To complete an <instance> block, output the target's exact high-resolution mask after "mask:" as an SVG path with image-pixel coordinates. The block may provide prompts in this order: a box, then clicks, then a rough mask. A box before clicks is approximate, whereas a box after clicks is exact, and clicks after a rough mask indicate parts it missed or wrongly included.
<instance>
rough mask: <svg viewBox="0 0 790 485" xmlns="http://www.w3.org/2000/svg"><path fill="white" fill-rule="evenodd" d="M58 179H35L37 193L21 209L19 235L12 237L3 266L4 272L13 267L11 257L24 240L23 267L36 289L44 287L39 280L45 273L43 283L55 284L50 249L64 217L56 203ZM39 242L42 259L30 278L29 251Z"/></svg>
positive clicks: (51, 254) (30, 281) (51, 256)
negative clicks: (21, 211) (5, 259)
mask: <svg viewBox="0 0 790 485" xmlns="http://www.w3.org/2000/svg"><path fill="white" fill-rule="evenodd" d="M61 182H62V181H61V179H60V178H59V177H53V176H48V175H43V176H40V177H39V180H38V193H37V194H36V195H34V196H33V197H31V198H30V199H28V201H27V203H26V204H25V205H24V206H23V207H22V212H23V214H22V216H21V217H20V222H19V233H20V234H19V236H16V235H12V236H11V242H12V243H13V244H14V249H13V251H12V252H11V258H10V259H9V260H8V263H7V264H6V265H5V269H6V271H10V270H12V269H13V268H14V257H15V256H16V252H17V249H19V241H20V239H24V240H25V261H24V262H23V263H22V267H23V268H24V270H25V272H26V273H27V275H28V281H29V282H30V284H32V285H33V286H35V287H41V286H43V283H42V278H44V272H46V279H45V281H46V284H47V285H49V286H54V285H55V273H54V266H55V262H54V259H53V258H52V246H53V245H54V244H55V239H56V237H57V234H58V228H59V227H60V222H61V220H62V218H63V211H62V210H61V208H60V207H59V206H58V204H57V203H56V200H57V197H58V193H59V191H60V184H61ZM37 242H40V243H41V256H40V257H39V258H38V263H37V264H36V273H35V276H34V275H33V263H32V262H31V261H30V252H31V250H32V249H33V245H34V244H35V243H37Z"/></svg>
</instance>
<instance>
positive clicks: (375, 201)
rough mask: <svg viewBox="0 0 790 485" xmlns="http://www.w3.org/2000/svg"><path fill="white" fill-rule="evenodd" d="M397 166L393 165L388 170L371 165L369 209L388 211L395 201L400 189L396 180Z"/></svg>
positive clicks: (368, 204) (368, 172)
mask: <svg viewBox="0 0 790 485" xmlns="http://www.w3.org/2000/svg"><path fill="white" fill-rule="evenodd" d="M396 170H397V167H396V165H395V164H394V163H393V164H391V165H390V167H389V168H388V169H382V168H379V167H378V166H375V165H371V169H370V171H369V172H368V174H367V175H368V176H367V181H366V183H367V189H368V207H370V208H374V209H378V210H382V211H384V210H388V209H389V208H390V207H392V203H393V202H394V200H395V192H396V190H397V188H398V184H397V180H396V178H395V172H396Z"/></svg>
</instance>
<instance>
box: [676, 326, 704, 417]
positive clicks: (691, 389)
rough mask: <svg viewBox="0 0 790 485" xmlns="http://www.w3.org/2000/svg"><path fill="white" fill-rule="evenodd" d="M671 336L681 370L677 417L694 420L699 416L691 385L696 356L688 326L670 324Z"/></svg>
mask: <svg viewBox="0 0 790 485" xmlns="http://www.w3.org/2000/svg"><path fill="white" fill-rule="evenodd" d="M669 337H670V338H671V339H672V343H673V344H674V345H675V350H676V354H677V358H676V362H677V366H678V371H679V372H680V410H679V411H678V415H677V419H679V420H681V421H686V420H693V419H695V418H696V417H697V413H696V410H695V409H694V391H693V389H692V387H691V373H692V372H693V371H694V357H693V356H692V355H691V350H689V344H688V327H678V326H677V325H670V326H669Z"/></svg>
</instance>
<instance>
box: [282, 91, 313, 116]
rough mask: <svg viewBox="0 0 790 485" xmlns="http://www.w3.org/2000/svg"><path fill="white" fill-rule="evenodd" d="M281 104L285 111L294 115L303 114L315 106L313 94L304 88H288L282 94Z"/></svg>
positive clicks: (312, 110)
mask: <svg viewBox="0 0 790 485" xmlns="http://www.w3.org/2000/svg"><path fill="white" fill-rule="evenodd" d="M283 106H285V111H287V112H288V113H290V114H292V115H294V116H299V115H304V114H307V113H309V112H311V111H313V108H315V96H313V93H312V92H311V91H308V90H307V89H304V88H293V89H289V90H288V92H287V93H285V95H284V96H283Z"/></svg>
··········
→ Required action
Please copy all of the rows above verbatim, with no changes.

→ Answer to this exercise
To complete an <instance> block, output the target's exact high-resolution mask after "mask:" as an SVG path with image-pixel coordinates. The block may provide prompts in this order: a box, then clicks, then a rough mask. A box before clicks is approximate, whereas a box after clicks is exact, and clicks after a rough mask indicate parts it missed or wrongly included.
<instance>
rough mask: <svg viewBox="0 0 790 485" xmlns="http://www.w3.org/2000/svg"><path fill="white" fill-rule="evenodd" d="M58 179H35L37 193L21 209L19 235L12 237L3 266L4 272L13 267L11 257L24 240L23 267L36 289L44 287L39 280L45 273L43 283L55 284L50 249L64 217L56 203ZM39 242L42 259L30 278L29 251Z"/></svg>
positive clicks: (51, 254) (30, 281) (51, 256)
negative clicks: (21, 211) (5, 259)
mask: <svg viewBox="0 0 790 485" xmlns="http://www.w3.org/2000/svg"><path fill="white" fill-rule="evenodd" d="M61 182H62V181H61V179H60V178H59V177H53V176H48V175H43V176H40V177H39V180H38V193H37V194H36V195H34V196H33V197H31V198H30V199H28V201H27V203H26V204H25V205H24V206H23V207H22V212H23V214H22V216H21V217H20V222H19V233H20V234H19V236H16V235H12V236H11V242H12V243H13V244H14V249H13V251H12V252H11V258H10V259H9V260H8V263H7V264H6V265H5V269H6V271H10V270H12V269H13V268H14V257H15V256H16V252H17V249H19V241H20V239H24V240H25V261H24V262H23V263H22V267H23V268H24V270H25V272H26V273H27V275H28V281H29V282H30V284H32V285H33V286H35V287H41V286H43V283H42V278H44V272H46V279H45V281H46V284H47V285H49V286H54V285H55V273H54V266H55V262H54V259H53V258H52V246H53V245H54V244H55V239H56V237H57V234H58V228H59V227H60V222H61V220H62V218H63V211H62V210H61V208H60V207H59V206H58V204H57V203H56V200H57V197H58V193H59V191H60V184H61ZM37 242H40V243H41V256H40V257H39V258H38V263H37V264H36V273H35V276H34V275H33V263H32V262H31V261H30V252H31V250H32V249H33V245H34V244H35V243H37Z"/></svg>
</instance>
<instance>
positive clicks: (375, 201)
rough mask: <svg viewBox="0 0 790 485" xmlns="http://www.w3.org/2000/svg"><path fill="white" fill-rule="evenodd" d="M397 166L393 165L388 170L371 165L369 209L388 211L395 201L400 189L396 180Z"/></svg>
positive clicks: (368, 204) (368, 172)
mask: <svg viewBox="0 0 790 485" xmlns="http://www.w3.org/2000/svg"><path fill="white" fill-rule="evenodd" d="M396 170H397V167H396V165H395V164H394V163H393V164H391V165H390V167H389V168H388V169H382V168H379V167H378V166H375V165H371V169H370V171H369V172H368V174H367V175H368V176H367V181H366V183H367V189H368V207H370V208H374V209H378V210H382V211H384V210H388V209H389V208H390V207H392V203H393V202H394V200H395V192H396V190H397V188H398V184H397V180H396V178H395V172H396Z"/></svg>
</instance>
<instance>
box: [676, 326, 704, 417]
positive clicks: (691, 389)
rough mask: <svg viewBox="0 0 790 485" xmlns="http://www.w3.org/2000/svg"><path fill="white" fill-rule="evenodd" d="M671 336L681 370L677 417L694 420L699 416L691 385L696 356L688 326L670 324Z"/></svg>
mask: <svg viewBox="0 0 790 485" xmlns="http://www.w3.org/2000/svg"><path fill="white" fill-rule="evenodd" d="M669 337H670V338H671V339H672V343H673V344H674V345H675V350H676V354H677V358H676V362H677V366H678V371H679V372H680V410H679V411H678V415H677V419H679V420H681V421H686V420H693V419H695V418H696V417H697V413H696V410H695V409H694V391H693V389H692V387H691V373H692V372H693V371H694V357H693V356H692V355H691V350H689V344H688V327H678V326H677V325H670V326H669Z"/></svg>
</instance>
<instance>
box: [282, 91, 313, 116]
rough mask: <svg viewBox="0 0 790 485" xmlns="http://www.w3.org/2000/svg"><path fill="white" fill-rule="evenodd" d="M281 104L285 111L294 115L303 114L315 106L313 94L304 88H288L282 94Z"/></svg>
positive clicks: (312, 110)
mask: <svg viewBox="0 0 790 485" xmlns="http://www.w3.org/2000/svg"><path fill="white" fill-rule="evenodd" d="M283 106H285V111H287V112H288V113H290V114H292V115H294V116H299V115H304V114H307V113H309V112H311V111H313V108H315V96H313V93H312V92H311V91H308V90H307V89H304V88H293V89H289V90H288V92H287V93H285V95H284V96H283Z"/></svg>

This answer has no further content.